_THE EXERCISE_:
Reproduce every one of the records below word for word, leaving out the pictures.

_PROVIDED DATA_:
* START *

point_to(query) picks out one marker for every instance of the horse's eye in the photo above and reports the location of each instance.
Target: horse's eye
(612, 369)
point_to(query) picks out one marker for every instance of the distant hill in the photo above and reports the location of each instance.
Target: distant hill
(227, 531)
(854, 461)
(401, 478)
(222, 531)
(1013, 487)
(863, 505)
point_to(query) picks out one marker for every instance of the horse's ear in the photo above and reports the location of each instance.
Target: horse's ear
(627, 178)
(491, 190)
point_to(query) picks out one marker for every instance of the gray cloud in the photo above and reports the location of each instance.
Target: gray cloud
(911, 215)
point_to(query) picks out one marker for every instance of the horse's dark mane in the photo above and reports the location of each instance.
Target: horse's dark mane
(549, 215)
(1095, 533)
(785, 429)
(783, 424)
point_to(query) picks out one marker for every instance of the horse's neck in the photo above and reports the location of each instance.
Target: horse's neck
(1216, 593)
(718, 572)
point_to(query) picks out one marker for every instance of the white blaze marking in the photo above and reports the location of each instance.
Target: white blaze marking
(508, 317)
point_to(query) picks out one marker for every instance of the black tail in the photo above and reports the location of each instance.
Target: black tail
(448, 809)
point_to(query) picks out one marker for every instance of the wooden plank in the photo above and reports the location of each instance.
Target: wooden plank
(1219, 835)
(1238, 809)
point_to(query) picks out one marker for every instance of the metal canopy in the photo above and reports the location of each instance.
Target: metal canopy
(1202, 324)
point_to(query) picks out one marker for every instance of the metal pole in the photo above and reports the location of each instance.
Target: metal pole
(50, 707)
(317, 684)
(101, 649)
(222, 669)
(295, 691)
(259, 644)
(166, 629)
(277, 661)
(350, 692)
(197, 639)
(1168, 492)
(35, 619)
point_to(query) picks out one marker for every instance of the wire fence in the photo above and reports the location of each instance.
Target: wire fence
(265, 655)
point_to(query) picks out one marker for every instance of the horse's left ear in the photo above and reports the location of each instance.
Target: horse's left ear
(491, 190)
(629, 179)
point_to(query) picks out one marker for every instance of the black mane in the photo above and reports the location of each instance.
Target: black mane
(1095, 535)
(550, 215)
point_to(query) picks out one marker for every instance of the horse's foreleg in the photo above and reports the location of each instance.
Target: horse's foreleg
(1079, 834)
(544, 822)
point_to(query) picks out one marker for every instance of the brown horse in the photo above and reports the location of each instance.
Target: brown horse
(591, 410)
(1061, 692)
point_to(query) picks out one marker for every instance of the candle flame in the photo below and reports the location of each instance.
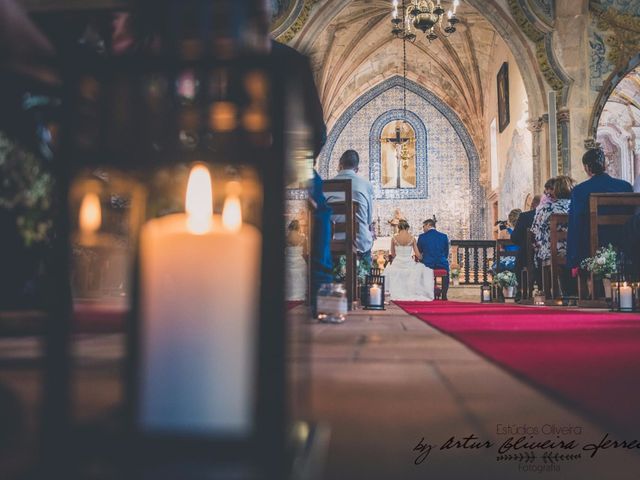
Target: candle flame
(232, 213)
(199, 201)
(90, 214)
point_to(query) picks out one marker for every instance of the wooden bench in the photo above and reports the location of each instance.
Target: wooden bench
(528, 273)
(339, 196)
(553, 272)
(597, 220)
(502, 252)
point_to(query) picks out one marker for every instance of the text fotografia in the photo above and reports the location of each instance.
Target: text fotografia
(529, 443)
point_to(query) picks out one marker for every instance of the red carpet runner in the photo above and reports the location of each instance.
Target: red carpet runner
(590, 360)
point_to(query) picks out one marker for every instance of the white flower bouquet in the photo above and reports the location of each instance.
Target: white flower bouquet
(506, 279)
(603, 263)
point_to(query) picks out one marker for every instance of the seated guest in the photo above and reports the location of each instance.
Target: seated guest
(519, 234)
(548, 192)
(594, 163)
(560, 201)
(504, 233)
(434, 248)
(362, 192)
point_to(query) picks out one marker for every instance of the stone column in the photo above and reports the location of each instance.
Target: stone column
(535, 127)
(564, 137)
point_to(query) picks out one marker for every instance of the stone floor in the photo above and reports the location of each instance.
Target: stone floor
(380, 383)
(383, 381)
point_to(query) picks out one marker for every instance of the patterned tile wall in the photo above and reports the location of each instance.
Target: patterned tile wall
(453, 192)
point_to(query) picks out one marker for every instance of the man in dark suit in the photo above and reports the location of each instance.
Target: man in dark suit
(594, 163)
(519, 237)
(434, 247)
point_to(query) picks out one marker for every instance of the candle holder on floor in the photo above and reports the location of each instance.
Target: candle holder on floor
(485, 293)
(625, 287)
(373, 292)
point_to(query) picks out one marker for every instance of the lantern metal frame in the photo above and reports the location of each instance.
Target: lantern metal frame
(269, 436)
(369, 281)
(485, 287)
(625, 278)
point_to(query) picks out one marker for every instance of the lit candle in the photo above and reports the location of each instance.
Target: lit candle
(626, 297)
(89, 218)
(199, 277)
(486, 295)
(375, 295)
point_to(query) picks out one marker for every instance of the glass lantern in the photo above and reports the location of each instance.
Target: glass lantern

* END *

_TASK SOLUTION_:
point_to(query) picks out one marker for every instance of the horse's eye in the photo above and reports the location of each instance.
Target: horse's eye
(612, 369)
point_to(query) picks out one marker for every instance of the distant hill in the photo above and reports the location of each instance.
Target: distant hill
(227, 531)
(854, 461)
(401, 478)
(222, 531)
(1013, 487)
(863, 505)
point_to(query) picks out one marker for every instance of the horse's ear in the photo above and reports the location of each instance.
Target: horse's ear
(627, 178)
(491, 190)
point_to(query) picks out one marker for every instance of the gray cloud in the photo above and reports the location of each instance.
Target: gray cloud
(911, 215)
point_to(query) picks out one marker for every instance of the horse's dark mane in the photo above and reports the location of each instance.
Target: horse's dark mane
(549, 215)
(1095, 533)
(785, 429)
(783, 424)
point_to(query) picks out one marker for every instance of the horse's neck in the photo above and reports the location of each instance.
Target: horse's neck
(1216, 593)
(718, 572)
point_to(query) picks out one marker for every instance of the white blaze marking in the photo above and reports the location of each instance.
Target: white blaze marking
(508, 317)
point_to(query) picks out one marker for every instance of the black tail in the photo above and reports the location of each instance.
Target: black tail
(448, 809)
point_to(query) picks out one marker for every instance of the wooden plank in the photo above and reports the location of each instance.
Target: wooden plank
(1219, 835)
(1238, 809)
point_to(query) picks out one marker for every instance of the metal canopy in the photo above and reports the location of each instance.
Target: metal canopy
(1202, 324)
point_to(query) picks out one marker for every instance of the metal pole in the photo above and reports the location of each instance.
Target: metal pole
(50, 707)
(317, 684)
(101, 649)
(222, 669)
(295, 691)
(259, 644)
(166, 629)
(277, 661)
(350, 692)
(197, 639)
(1168, 492)
(35, 619)
point_to(query) picks out one marker for every instance of the wire fence in the photo above and reports the location of each instance.
Target: wire fence
(265, 655)
point_to(query) picks out one marker for every instance of the horse's left ear in the photo above and reports the location of each instance.
Target: horse's left ear
(491, 190)
(629, 179)
point_to(query) picks out one marker for every instance of the black mane in the photo above and reports the location of each instance.
Target: black mane
(1095, 535)
(550, 215)
point_to(query) picks out one marker for every instance of the horse's foreleg in the photo above and reports the location of each instance.
Target: horse's foreleg
(1079, 834)
(544, 822)
point_to(query) picks out one marker for every instance of the brown horse in the photo above and reports the location of each instance.
Target: brown horse
(591, 410)
(1061, 692)
point_to(query) picks out one marker for every instance of the candle flame in the photo below and reports the location of each instance.
Target: candle flame
(232, 213)
(199, 201)
(90, 214)
point_to(query) picks out one marker for every instance of the wooden bench in the photo above and reports the location of each instance.
Target: wooden bench
(528, 273)
(339, 196)
(553, 272)
(597, 220)
(502, 252)
point_to(query) picks out one marker for every instance of the text fotografia in the photo above and reports the location of each instance.
Target: text fotografia
(529, 443)
point_to(query) picks out one marker for every instance of the red carpet runner in the photo above and reports the location of each instance.
Target: red carpet runner
(590, 360)
point_to(query) picks out one marker for every instance of the white flower bouquet in the photo above and reports the location of each instance.
Target: white flower bouquet
(506, 279)
(603, 263)
point_to(query) picks out one marker for every instance of the seated guest in the photo above and reports the location of each instance.
Target: seated guest
(519, 234)
(548, 192)
(594, 163)
(560, 201)
(504, 233)
(434, 248)
(362, 192)
point_to(query) picks out one marker for every instance of the stone column in the photo above and reports the location of each instance.
Target: stone column
(535, 127)
(564, 137)
point_to(query) picks out one marker for every instance of the stone floor in the photo above and reports the location of each instance.
Target: stone floor
(380, 383)
(383, 381)
point_to(query) picks out one marker for every instance of the patterned tile wall in the photo above and reports the location of each instance.
Target: patterned tile wall
(453, 192)
point_to(query) picks out one marker for every instance of the man in dark suit in the photo above and reports the location of each instance.
Target: man in dark suit
(594, 163)
(519, 237)
(434, 247)
point_to(query) picks out one marker for every instance of the candle holder on floor in the photo above and reports the location of each instance.
Target: candle holder on floor
(485, 293)
(625, 287)
(373, 292)
point_to(query) picks out one marker for every instance of the lantern metal frame in the photo above and reports the location of each instance.
Target: lantern metal frame
(269, 436)
(369, 281)
(485, 287)
(625, 278)
point_to(query) picks out one marker for every instance of the lit candle in the photo above and reports the location of each instance.
Target: lit candle
(626, 297)
(89, 218)
(199, 277)
(486, 295)
(375, 295)
point_to(query) picks out one marker for every instance of the glass lantern in the photo above and reports the location of each instance.
Target: glass lantern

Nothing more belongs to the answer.